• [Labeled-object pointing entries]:

======

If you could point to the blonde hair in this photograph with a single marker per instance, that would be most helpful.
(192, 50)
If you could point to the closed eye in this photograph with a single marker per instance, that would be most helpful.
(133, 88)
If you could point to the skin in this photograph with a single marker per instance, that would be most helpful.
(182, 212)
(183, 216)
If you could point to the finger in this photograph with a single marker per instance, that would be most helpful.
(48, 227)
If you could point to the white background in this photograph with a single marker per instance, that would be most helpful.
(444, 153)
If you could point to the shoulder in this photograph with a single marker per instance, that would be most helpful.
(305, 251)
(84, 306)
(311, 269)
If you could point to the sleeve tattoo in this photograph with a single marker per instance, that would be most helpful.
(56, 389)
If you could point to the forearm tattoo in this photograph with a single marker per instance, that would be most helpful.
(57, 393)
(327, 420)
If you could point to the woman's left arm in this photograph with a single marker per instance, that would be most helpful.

======

• [Exercise brief]: Reproduce each of the items above word for word.

• [Solution for this task]:
If you could point to the blonde hair in this photograph with a single marker per instance, that would be most helpful.
(192, 50)
If you could point to the closed eye in this photograph with a single marker per instance, that would be most helpful.
(133, 88)
If you could point to the skin in this photograph with a single marker per instance, that would be most helpful.
(182, 212)
(183, 216)
If you could point to the finger in this photograph with a single marker per instance, that would be most helpful.
(48, 227)
If you could point to the white background in this photograph with a single marker per instance, that would be most helpful.
(444, 153)
If you could point to the shoulder in this photograph with a single marker per instance, that would be most helpful.
(305, 251)
(84, 306)
(311, 269)
If you could point to the sleeve tattoo in this photograph with a single marker per instance, that would be most helpful.
(56, 389)
If you could point to the forearm tattoo in this photograph with a single marker per instance, that would be most helpful.
(57, 393)
(327, 420)
If you could point to the woman's left arm in this photograph with a single marker per instance, that would be most helpful.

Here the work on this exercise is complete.